● **Task description**:
Reproduce word for word the section of the humor column on diplomatic cables and aging research that begins at the words "- And she has" and stops after "ten million dollars!".

● **Text passage**:
==========

She’s Got A Lot More Than Just A Travel Visa…
The furor over the Wikileaks dump of diplomatic cables isn’t dying down. Monday, Secretary of State Hillary Clinton was embarrassed by the revelation that she ordered embassy staffers to gather info on foreign U.N. oficials, including credit card numbers, fingerprints and DNA samples.
- She got the DNA idea from Monica Lewisnky.
- And she has Bill dusted for fingerprints every day!
- It’s only fair that she got the Nigerian President’s credit card number. I just got an e-mail from one of his people asking for mine so I can get ten million dollars!
Of Mice and Men
A Cancer researcher at Harvard claims to have found a way to reverse many of the symptoms of aging. He gave elderly mice a shot of a drug that turns on an enzyme that makes the body generate new cells. Within two months, the mice had replaced so many old cell with new ones, they were almost completely rejuvenated and even started fathering litters of babies with much younger females. While it could take ten years to make a human version, he said the mice experiments are the equivalent of turning an 80-year-old man back into a 50-year-old.

==========

● **Dataset extract**:
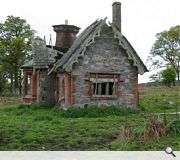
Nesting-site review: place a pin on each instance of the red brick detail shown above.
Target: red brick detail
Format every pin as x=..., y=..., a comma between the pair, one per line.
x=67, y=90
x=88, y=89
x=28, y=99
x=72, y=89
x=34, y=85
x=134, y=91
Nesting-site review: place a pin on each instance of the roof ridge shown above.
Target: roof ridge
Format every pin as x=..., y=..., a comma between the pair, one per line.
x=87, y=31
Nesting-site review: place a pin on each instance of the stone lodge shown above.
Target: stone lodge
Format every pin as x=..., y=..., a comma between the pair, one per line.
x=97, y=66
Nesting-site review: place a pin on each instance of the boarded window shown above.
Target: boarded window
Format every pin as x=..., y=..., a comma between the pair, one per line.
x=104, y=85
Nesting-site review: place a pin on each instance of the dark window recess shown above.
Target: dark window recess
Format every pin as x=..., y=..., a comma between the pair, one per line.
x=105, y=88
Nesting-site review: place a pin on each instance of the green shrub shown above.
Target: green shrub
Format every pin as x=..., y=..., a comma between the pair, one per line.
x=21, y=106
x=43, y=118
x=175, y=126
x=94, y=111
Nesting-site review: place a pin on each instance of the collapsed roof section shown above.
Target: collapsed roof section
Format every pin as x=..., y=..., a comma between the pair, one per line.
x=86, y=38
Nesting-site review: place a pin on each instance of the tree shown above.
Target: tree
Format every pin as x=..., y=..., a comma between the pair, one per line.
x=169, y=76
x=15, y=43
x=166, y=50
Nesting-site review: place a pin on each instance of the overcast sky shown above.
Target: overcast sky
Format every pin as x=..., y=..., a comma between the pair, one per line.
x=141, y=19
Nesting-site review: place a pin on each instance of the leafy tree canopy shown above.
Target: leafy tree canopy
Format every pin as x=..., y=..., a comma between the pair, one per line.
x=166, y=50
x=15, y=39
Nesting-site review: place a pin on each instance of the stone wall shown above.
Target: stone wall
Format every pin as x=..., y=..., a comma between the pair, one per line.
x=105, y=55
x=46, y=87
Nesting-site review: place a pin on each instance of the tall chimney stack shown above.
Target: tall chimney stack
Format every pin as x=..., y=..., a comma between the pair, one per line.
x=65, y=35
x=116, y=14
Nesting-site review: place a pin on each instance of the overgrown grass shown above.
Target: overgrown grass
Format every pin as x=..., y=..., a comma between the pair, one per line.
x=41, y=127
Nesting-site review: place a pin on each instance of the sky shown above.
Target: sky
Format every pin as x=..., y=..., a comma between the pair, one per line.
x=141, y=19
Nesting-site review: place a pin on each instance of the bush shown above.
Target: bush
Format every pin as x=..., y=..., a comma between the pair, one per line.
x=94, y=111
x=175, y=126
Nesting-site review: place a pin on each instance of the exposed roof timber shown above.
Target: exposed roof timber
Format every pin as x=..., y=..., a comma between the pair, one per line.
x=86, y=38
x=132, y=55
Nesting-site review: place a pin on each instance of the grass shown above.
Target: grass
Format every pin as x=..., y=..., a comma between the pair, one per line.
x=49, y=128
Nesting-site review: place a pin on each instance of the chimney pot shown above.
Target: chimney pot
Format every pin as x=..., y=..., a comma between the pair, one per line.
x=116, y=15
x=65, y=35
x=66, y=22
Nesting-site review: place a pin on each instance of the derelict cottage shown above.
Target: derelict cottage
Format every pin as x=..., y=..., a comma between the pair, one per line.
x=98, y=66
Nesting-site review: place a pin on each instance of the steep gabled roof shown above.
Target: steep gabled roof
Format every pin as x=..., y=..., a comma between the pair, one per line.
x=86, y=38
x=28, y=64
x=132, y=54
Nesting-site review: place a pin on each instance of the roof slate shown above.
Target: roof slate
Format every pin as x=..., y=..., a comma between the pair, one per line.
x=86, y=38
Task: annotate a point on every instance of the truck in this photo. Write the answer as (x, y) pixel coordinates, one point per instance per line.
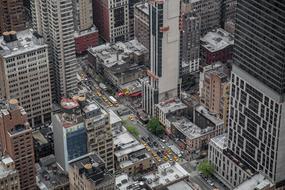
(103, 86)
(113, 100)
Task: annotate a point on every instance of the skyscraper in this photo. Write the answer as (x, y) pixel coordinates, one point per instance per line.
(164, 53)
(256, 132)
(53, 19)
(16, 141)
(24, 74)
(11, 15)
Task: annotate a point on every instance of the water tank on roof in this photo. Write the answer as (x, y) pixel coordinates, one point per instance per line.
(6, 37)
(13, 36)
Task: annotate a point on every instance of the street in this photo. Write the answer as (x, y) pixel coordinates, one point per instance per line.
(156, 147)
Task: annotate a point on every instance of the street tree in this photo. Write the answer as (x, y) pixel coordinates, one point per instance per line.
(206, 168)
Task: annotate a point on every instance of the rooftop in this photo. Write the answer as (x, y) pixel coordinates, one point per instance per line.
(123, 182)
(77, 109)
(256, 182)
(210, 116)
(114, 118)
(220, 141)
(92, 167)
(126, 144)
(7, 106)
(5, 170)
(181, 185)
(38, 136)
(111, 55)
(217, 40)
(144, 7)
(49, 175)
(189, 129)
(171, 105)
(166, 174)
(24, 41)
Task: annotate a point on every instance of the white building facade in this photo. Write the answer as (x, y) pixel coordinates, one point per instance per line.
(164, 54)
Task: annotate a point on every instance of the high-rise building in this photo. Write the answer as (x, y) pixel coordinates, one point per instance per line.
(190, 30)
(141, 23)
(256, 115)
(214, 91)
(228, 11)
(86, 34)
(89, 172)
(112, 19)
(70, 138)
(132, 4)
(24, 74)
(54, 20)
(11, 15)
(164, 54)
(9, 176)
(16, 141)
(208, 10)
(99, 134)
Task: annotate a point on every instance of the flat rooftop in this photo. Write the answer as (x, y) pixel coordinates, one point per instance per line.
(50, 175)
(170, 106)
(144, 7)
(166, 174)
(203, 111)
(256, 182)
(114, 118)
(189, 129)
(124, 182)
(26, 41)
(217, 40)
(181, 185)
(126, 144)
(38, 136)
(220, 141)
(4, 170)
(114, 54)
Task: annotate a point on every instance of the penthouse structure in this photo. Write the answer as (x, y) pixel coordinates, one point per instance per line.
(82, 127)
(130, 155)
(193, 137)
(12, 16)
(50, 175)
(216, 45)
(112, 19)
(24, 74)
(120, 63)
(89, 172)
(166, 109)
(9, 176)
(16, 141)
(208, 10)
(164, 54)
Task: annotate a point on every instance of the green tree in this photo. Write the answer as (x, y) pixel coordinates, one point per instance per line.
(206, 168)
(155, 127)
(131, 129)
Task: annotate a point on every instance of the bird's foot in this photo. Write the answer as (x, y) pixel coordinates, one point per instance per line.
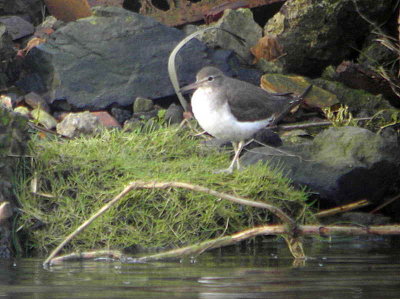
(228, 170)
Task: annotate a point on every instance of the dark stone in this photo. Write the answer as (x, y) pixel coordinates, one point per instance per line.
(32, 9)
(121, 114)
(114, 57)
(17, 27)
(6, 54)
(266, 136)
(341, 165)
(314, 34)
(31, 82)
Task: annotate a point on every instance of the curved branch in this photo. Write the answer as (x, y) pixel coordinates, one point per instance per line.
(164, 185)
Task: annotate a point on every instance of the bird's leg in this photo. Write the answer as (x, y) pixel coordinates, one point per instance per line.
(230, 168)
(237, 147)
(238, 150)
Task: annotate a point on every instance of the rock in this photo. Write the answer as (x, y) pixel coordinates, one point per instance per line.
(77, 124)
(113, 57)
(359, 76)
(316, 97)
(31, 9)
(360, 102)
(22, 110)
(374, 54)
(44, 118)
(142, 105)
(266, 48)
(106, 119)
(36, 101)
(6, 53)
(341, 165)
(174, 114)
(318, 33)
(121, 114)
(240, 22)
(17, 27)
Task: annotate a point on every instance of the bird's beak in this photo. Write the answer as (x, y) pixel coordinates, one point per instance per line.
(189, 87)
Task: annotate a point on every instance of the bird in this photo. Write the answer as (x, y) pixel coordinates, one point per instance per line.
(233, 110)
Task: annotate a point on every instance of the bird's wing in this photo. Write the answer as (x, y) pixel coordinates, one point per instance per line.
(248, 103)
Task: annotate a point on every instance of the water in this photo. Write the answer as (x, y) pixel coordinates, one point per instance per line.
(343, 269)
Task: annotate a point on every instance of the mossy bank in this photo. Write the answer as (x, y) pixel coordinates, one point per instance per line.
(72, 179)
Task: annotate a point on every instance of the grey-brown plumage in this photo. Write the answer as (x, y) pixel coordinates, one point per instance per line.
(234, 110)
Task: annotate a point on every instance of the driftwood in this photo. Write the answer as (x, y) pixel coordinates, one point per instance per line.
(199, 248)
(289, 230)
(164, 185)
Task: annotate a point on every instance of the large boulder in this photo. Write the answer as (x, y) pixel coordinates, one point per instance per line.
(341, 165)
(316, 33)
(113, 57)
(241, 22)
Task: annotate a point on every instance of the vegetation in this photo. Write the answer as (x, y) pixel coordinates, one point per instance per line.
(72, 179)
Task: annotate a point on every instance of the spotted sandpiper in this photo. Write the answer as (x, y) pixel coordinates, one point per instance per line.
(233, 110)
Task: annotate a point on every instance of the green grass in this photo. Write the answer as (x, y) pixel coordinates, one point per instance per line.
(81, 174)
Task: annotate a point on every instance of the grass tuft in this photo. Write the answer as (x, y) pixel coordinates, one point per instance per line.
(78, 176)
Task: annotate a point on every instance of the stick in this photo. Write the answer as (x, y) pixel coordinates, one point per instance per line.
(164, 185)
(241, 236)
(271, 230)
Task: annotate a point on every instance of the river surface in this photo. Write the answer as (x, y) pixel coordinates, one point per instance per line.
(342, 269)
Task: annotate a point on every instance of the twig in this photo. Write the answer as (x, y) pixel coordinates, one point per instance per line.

==========

● **Response**:
- And she has Bill dusted for fingerprints every day!
- It’s only fair that she got the Nigerian President’s credit card number. I just got an e-mail from one of his people asking for mine so I can get ten million dollars!